STATED EXERCISE. List every line in the rows below that contains the word "spectator", matching case exactly.

(Object point labels)
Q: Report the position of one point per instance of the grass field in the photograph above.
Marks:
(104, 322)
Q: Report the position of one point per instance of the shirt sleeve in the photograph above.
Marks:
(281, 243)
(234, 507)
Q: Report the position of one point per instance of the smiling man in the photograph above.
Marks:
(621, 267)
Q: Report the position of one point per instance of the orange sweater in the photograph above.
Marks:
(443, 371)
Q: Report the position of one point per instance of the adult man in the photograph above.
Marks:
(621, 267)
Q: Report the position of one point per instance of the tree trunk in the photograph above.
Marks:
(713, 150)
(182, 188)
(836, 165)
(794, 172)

---

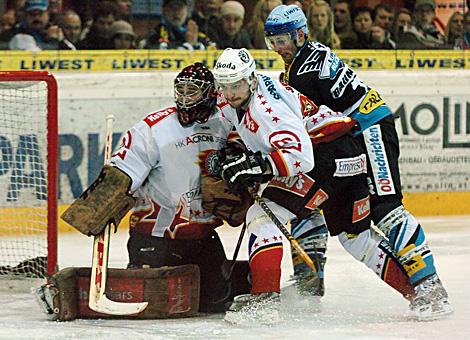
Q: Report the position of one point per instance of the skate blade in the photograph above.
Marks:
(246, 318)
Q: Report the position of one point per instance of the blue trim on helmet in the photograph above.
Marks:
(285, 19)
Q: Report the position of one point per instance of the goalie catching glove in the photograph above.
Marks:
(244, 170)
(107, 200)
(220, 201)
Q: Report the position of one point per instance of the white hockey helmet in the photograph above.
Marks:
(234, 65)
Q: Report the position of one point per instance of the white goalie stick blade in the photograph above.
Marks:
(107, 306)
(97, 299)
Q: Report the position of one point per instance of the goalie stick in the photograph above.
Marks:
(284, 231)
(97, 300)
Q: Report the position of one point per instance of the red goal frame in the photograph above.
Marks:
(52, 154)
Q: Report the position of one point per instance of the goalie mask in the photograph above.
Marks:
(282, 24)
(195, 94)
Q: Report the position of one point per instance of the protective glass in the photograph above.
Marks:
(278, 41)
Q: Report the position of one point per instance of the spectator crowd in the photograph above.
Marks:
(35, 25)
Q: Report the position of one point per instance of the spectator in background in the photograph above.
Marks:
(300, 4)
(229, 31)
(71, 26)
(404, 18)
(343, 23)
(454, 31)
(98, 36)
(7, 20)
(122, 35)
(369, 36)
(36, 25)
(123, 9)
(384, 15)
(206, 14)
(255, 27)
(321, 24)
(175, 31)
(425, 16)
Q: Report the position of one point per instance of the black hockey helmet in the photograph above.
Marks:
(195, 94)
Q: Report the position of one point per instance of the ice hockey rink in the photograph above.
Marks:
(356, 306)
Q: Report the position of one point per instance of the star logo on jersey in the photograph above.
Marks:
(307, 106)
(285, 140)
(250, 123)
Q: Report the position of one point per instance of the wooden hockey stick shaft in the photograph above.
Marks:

==

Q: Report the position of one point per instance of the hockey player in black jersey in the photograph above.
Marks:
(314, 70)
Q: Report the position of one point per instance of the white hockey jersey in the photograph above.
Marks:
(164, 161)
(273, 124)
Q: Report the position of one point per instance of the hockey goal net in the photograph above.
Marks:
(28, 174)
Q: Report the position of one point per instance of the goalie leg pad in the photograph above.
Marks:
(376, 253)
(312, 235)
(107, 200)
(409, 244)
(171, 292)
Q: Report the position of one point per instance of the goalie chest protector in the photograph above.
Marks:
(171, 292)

ANSWER TO THE PROBLEM.
Q: Report the position of one point per instance of the spectator crowd in the photograph above.
Q: Report the position of one point per instance of the spectator in background in the photograph above.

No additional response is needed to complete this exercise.